## INSTRUCTION
Recast the data below as a Markdown table with two columns, No. and Entry. Put each non-blank line in its own row under Entry and number the rows in order under No.

## RECORD EXCERPTS

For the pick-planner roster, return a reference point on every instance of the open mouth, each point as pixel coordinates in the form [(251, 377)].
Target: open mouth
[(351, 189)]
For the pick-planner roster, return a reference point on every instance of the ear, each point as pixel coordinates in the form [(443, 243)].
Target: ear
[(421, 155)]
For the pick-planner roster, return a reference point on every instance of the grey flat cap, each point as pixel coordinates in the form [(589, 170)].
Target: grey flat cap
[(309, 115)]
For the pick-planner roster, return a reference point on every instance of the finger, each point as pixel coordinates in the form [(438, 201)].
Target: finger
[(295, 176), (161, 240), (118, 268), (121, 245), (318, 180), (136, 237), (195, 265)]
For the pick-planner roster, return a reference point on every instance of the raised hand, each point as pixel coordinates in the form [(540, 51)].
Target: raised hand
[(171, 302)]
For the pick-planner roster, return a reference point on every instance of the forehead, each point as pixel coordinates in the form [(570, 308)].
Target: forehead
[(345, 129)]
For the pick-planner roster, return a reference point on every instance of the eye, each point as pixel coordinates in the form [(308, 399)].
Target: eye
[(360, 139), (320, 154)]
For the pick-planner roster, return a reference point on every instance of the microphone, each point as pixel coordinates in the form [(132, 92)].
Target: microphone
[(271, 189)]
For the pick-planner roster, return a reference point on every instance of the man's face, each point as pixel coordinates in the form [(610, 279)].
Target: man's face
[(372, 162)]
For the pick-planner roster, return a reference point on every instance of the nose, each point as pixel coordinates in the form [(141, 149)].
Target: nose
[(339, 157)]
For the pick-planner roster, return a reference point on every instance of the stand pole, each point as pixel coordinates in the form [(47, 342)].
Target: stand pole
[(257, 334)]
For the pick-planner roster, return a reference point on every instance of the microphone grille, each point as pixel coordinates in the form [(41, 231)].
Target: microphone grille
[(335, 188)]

## RESPONSE
| No. | Entry |
|---|---|
| 1 | For the pick-planner roster, return a reference point on every instance of the open mouth, each point as pixel coordinates in the form [(251, 377)]. |
| 2 | Target: open mouth |
| 3 | [(351, 189)] |
| 4 | For the pick-planner roster, return a reference point on every instance of the ear, each point as pixel coordinates in the form [(443, 243)]. |
| 5 | Target: ear |
| 6 | [(421, 155)] |
| 7 | For the pick-planner roster, return a reference point on every instance of the grey flat cap, each point as pixel coordinates in the form [(589, 170)]. |
| 8 | Target: grey flat cap |
| 9 | [(309, 115)] |
| 10 | For the pick-planner roster, return a reference point on every instance of the finger, each point as pixel coordinates in the form [(438, 201)]. |
| 11 | Target: finger |
| 12 | [(295, 176), (161, 240), (118, 268), (121, 245), (318, 180), (136, 237), (195, 265)] |
| 13 | For the pick-planner roster, return a reference point on every instance of the raised hand, each point as pixel coordinates in the form [(540, 51)]. |
| 14 | Target: raised hand |
| 15 | [(171, 302)] |
| 16 | For the pick-planner roster, return a reference point on every instance of the forehead, each point as pixel coordinates in the form [(570, 308)]. |
| 17 | Target: forehead |
| 18 | [(345, 129)] |
| 19 | For the pick-planner roster, return a reference point on every instance of the eye, each point as pixel coordinates in the form [(308, 399)]. |
| 20 | Target: eye |
| 21 | [(360, 139), (320, 154)] |
| 22 | For the pick-planner roster, return a reference point on every instance of the microphone, each point as pixel coordinates in the form [(132, 92)]. |
| 23 | Target: microphone |
| 24 | [(271, 189)] |
| 25 | For the pick-planner roster, return a reference point on every instance of the man's face, each point as pixel coordinates in the form [(610, 279)]. |
| 26 | Target: man's face |
| 27 | [(372, 162)] |
| 28 | For the pick-planner roster, return a reference point on every instance of the nose, each point as pixel coordinates in the form [(141, 149)]. |
| 29 | Target: nose |
| 30 | [(339, 157)] |
| 31 | For the pick-planner roster, return a reference point on every instance of the stand pole, each point as pixel coordinates in the form [(47, 342)]. |
| 32 | Target: stand pole |
| 33 | [(257, 334)] |
| 34 | For the pick-planner roster, return a reference point on every instance of the microphone grille, each point as pixel coordinates in the form [(41, 231)]. |
| 35 | Target: microphone grille |
| 36 | [(335, 188)] |